Escuela para encantadores
     En vez de ir a la plaza céntrica donde iban todos los turistas, preferimos caminar hasta una calle más alejada, donde decían que practicaban los novatos que se dedicarían a trabajar como encantadores de serpientes. En las veredas y rincones  vimos sentados en el suelo a varios de estos practicantes, que esperaban silenciosamente a que se formara una rueda de curiosos expectantes,.
      Era inútil intentar tomarles fotos, pues hasta que no tenían público que consideraran apto para ofrecerles propinas no hacían salir a las víboras de sus canastos con tapa. Nuestro guía, Omar , nos explicó que la flauta que tocaban se llama tumarit,  que emite un sonido similar al de la hembra de la cobra y por eso el macho (siempre son machos los que “bailan”) salía a buscar a la hembra, pero como no la encontraba se quedaba  hipnotizado por la música. Así el encantador podía ofrecerle su mano –la pasaba tocando la cabeza con su chato tocado desplegado-- para demostrar el control que tenía  sobre el animal. Algunos hasta se animan a besar esas ahusadas cabezas o a tocarlas con la nariz, pero esta riesgosa práctica no es aceptada por los maestros. .

# [Consigna a]
Cuenta las líneas del listado que contienen la cadena "water" y responde únicamente con el número.
El fragmento sobre los encantadores de serpientes y el listado proceden de fuentes distintas.

# [Datos de tarea]
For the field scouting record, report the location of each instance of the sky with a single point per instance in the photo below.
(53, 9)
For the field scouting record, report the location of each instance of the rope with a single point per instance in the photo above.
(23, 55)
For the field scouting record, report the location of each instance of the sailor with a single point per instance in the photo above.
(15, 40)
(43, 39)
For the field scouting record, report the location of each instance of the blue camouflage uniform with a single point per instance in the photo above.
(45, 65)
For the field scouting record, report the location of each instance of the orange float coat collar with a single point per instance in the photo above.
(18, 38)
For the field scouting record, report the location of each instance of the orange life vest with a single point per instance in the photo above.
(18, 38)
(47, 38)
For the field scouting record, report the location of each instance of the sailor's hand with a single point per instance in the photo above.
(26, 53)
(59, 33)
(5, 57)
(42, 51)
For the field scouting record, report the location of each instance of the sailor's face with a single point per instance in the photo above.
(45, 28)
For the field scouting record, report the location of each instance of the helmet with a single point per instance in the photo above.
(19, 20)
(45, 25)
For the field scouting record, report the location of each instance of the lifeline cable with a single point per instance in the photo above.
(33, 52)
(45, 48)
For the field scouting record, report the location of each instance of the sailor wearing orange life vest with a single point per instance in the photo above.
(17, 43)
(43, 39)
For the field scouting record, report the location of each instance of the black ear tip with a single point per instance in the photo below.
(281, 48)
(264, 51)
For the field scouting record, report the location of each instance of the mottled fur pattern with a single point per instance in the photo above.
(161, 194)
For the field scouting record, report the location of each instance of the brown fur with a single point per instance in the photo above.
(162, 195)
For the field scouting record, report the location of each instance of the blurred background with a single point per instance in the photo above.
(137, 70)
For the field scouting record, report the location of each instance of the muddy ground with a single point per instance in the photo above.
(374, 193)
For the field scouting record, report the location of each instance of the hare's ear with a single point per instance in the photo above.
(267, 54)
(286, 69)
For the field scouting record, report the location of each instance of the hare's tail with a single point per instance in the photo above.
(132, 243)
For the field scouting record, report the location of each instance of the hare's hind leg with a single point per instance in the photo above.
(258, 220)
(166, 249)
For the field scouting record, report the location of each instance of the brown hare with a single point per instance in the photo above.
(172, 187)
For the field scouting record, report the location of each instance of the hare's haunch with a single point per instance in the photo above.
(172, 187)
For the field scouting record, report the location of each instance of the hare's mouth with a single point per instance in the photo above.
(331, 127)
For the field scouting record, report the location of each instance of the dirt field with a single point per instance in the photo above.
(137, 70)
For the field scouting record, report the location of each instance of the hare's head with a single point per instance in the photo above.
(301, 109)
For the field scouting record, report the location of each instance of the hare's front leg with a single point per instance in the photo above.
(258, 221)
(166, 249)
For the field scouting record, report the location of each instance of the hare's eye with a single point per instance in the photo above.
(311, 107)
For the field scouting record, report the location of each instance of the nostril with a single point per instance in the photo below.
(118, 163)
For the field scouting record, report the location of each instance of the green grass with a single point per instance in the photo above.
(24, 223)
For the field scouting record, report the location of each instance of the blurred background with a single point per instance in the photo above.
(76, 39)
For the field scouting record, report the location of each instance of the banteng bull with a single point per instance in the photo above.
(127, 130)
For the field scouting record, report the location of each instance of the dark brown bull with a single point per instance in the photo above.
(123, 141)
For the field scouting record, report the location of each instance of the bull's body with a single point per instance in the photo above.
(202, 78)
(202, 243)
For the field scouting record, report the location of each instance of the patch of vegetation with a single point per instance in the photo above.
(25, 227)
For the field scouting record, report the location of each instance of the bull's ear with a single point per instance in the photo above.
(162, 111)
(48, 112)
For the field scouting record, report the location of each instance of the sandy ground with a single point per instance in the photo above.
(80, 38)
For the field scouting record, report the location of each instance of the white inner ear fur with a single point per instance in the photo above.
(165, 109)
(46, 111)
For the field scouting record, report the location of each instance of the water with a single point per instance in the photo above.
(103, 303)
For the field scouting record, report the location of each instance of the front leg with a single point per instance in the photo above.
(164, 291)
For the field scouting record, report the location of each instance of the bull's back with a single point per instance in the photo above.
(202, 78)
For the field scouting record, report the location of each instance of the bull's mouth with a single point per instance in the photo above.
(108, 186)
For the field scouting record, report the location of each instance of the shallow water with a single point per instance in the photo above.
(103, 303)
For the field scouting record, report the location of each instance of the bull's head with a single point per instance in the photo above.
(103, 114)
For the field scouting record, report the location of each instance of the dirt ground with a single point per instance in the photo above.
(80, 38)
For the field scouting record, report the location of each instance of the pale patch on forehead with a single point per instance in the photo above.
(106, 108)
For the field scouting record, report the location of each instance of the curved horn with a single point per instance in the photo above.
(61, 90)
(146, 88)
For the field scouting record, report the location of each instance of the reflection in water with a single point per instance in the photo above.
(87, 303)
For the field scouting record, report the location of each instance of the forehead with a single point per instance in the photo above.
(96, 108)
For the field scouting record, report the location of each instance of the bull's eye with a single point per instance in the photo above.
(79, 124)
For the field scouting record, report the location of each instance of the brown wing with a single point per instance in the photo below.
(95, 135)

# [Consigna b]
Retoma, por favor, el fragmento sobre los encantadores de serpientes a partir de su última oración.

# [Respuesta a]
3

# [Respuesta b]
El “encantador” con su instrumento
 
     Al otro día, bien temprano, Omar pasó a buscarnos para que hiciéramos la visita al faro Espartel, situado a pocos kilómetros hacia el Oeste, Allí comenzamos la contingencia de montar en camello, en un puesto donde había una veintena de estos animales con sus densas monturas de tela y gruesos tejidos.

Improvisado jinete
     Soy mal jinete, aunque he montado o me han llevado muy diversos animales, desde caballos andinos para ascender al Aconcagua, mulas con las que atravesamos nieve hasta las rodillas para llevar provisiones a poblaciones aisladas en la Cordillera, trineos de perros husky –cuando se los autorizaba en la Antártida--, llamas en la Puna y hasta un buey en La Pampa que se quedó inmóvil, porque no me había animado  a un toro desconfiado.  Pero lo del camello resultó una prueba muy particular.
   
  Montar un camello (los dromedarios tienen una sola joroba y por eso son más difíciles de montar) hay que hacerlo bajo la supervisión de un guía o su dueño, pues aunque son tranquilos en apariencia pueden tener reacciones imprevistas. Lo que impresiona es su tamaño, cuando se alza sobre sus patas.  No se lo puede alcanzar como a un caballo, dando una vuelta de pierna sobre su lomo. Hay que treparlo desde atrás por medio de un banquito o plataforma que se lleva bajo el arnés, y por eso lo primero es esperar a que su dueño lo haga arrodillar sobre el suelo. Entonces hay que acomodarse sobre la almohadilla o asiento y  (echándose hacia atrás) hay  que tratar de mantenerse vertical, pues la primera y gran sacudida es cuando al animal alza sus patas traseras.
     Tratando de mantener el equilibrio (ahora preparándose para inclinar el cuerpo hacia adelante) , hay que esperar que el camello extienda a la mitad sus patas delanteras.  Y cuando después estira totalmente estas patas, ya resulta más fácil conservar la posición adecuada.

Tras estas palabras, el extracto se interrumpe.